▶ [THE DATA]
☆ ☆ ☆
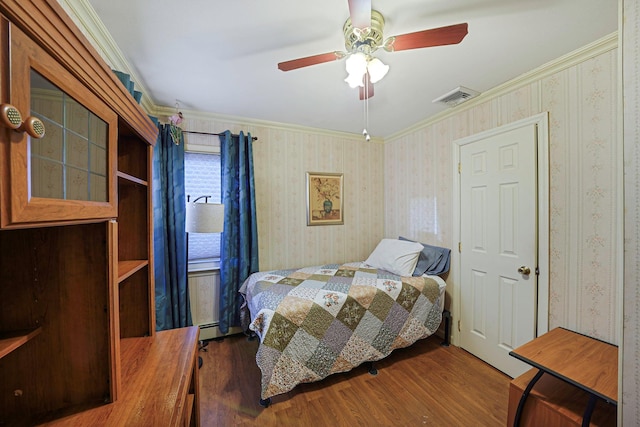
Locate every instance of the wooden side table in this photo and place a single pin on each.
(584, 362)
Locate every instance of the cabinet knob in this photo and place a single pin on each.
(33, 126)
(10, 116)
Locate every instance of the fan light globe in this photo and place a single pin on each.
(356, 66)
(377, 70)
☆ ☆ ☆
▶ [AIM OF THE TASK] Be exact. Write out all the entries and omit the pictures.

▶ [SOLUTION TO THIS TASK]
Locate every instance of the wooden side table in this photo and place a single pin on each.
(584, 362)
Locate every instance of the cabinet knob in this photo and place a single pin on each.
(33, 126)
(10, 116)
Locate every instance of the fan light globe in this photo and place a single pin on each.
(356, 66)
(377, 70)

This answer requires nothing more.